The records »
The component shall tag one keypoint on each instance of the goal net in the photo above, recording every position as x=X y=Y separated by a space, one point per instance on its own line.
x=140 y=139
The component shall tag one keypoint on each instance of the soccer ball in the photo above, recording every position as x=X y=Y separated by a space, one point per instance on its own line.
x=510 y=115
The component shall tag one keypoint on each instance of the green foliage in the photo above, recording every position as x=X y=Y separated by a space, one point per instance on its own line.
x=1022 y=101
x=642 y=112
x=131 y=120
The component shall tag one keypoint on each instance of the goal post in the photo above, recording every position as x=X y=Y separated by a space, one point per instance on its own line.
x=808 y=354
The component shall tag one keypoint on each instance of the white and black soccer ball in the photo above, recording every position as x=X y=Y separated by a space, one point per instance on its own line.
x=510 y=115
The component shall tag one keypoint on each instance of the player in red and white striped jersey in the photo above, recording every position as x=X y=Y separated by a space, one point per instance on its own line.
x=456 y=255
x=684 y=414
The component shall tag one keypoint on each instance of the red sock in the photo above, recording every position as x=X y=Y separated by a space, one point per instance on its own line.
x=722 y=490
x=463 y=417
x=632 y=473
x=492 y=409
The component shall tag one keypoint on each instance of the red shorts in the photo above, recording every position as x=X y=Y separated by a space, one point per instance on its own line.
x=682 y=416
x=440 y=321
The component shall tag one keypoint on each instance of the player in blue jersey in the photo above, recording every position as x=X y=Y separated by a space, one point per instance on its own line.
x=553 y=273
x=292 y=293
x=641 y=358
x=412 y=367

Requirement »
Can you convert the lines above into a two-column CSV with the headers "instruction" and "points"? Each line beginning "The component shall tag" gets one row, with that line in "instruction" and the coordinate lines below it in "points", line breaks replaced by spaces and both fields in double quotes.

Final result »
instruction,points
"The component shall tag one keypoint on each instance of the goal net in the photo above, recording every position as x=X y=Y separated by a space, one point per instance on its own line.","x=140 y=139"
"The component shall tag one keypoint on each instance of the soccer ball in the photo above, recording every position as x=X y=Y separated by a space, one point per instance on its own line.","x=510 y=115"
"The component shall tag one keypoint on each instance of the green foliage in the photo above, recording every position as x=X y=Y separated by a space, one point per instance on its own line.","x=1022 y=101 x=642 y=112 x=131 y=120"
"The component shall tag one keypoint on each instance of the goal post in the photo above, recording every position as x=X y=Y separated by a space, one point per instance on its own line.","x=808 y=354"
"The component shall tag one keypoint on each instance of the white and black soccer ball in the photo above, recording every position as x=X y=Y separated by a space, one point per instance on its own line.","x=510 y=115"
"The component shall tag one keypoint on each instance of the player in red and white striped jersey in the photo above, recording every position as x=X y=Y separated by a space, one point per instance on its own line.","x=456 y=255 x=684 y=414"
"The component shall tag one keypoint on each instance of the red sock in the photo above, recording every position as x=X y=Y separated by a space, one point per instance on its own line.","x=722 y=490 x=463 y=417 x=632 y=473 x=492 y=409"
"The component shall tag one keypoint on each instance of the red shorts in the photo above, recording every position as x=X y=Y separated by a space, one point per instance on its own line.","x=682 y=416 x=440 y=321"
"The component shall tag one keypoint on each instance of the player in blue jersey in the photo above, recording every position as x=X y=Y separated by a space, one point per instance on its own line.","x=553 y=273 x=292 y=293 x=641 y=358 x=412 y=367"